How to complete this task
The data needs to be returned in full, exactly as it reads.

[Items from a dataset]
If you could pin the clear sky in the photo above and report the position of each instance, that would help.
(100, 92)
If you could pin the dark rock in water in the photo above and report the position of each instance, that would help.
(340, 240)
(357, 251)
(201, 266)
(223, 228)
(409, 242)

The completed task
If you could pin the clear sky in the photo above and report the position of each instance, that would help.
(100, 92)
If you could pin the dark rock in water in the photo above and report the position of each instance, that would help.
(340, 240)
(357, 251)
(201, 266)
(223, 228)
(409, 242)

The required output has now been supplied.